[Dataset entries]
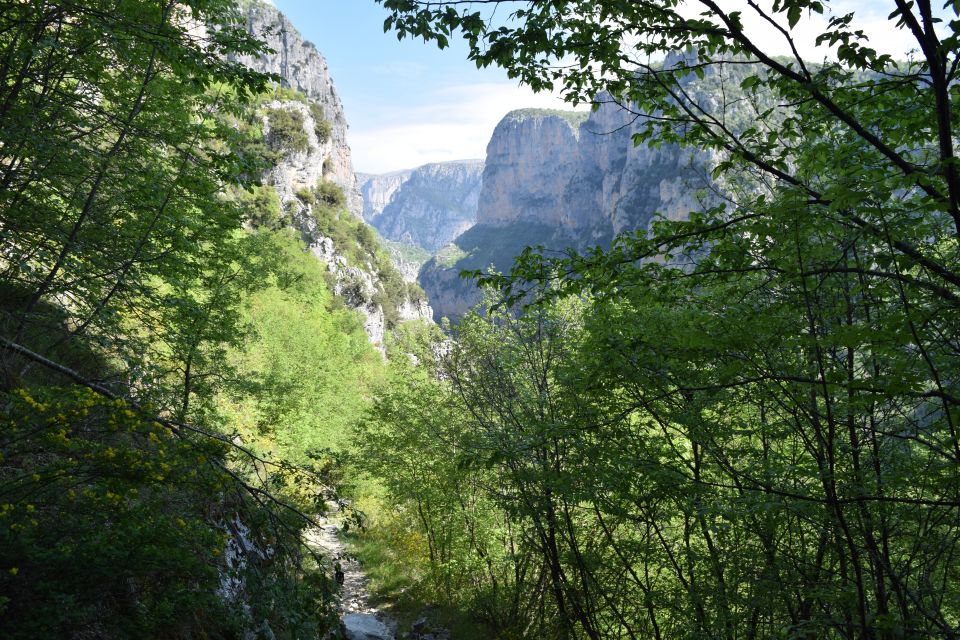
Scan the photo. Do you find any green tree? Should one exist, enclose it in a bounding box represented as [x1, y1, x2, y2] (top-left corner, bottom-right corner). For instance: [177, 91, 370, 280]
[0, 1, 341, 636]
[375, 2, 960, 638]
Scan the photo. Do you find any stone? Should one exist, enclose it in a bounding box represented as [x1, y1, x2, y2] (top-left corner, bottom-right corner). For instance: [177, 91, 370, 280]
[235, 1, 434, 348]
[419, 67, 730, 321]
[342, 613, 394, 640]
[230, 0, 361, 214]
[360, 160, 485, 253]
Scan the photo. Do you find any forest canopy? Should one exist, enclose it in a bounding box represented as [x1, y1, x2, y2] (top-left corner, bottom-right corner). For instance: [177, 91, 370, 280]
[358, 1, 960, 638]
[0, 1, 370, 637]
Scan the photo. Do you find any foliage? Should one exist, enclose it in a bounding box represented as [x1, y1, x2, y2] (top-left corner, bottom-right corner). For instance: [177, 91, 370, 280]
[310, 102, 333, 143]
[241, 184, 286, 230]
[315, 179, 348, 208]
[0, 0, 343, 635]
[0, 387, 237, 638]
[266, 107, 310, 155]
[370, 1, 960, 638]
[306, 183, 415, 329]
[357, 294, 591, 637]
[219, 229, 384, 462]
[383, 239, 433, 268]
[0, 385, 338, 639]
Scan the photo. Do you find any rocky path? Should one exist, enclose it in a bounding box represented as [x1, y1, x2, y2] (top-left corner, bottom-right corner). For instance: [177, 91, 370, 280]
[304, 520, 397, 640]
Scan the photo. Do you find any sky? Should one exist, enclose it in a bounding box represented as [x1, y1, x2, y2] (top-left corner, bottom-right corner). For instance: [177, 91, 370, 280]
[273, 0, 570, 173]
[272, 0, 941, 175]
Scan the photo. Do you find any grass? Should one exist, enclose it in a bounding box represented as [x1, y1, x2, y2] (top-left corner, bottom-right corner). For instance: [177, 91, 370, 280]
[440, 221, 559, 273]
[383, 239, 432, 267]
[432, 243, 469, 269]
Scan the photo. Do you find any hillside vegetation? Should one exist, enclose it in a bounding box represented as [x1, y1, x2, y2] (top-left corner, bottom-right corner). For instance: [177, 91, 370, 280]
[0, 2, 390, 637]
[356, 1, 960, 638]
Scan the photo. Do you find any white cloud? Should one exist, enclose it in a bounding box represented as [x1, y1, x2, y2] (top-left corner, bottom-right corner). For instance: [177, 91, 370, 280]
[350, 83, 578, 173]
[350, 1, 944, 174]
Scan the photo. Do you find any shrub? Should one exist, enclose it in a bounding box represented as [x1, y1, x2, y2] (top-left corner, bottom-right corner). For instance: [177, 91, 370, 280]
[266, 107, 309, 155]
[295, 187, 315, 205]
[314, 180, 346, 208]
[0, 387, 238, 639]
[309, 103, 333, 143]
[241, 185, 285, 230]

EXERCISE DESCRIPTION
Exact copies of the lines from the one containing "Scan the photo. Do you find any white" through the final line of the records are all the answer should hold.

TASK SOLUTION
Scan the photo. Do you find any white cloud? Should one exist, enclose it in a bounding box represented as [x1, y1, x2, y2] (top-left corner, bottom-right corner). For instance: [177, 91, 370, 280]
[350, 83, 578, 173]
[350, 1, 944, 174]
Scan the photo. Do you find any shrub? Should one exist, enclose it in a bounding box represented as [x1, y1, x2, y2] (top-left corner, bottom-right corner). For instance: [177, 91, 370, 280]
[266, 107, 309, 155]
[295, 187, 315, 205]
[314, 180, 346, 208]
[0, 387, 238, 639]
[309, 103, 333, 143]
[241, 185, 285, 230]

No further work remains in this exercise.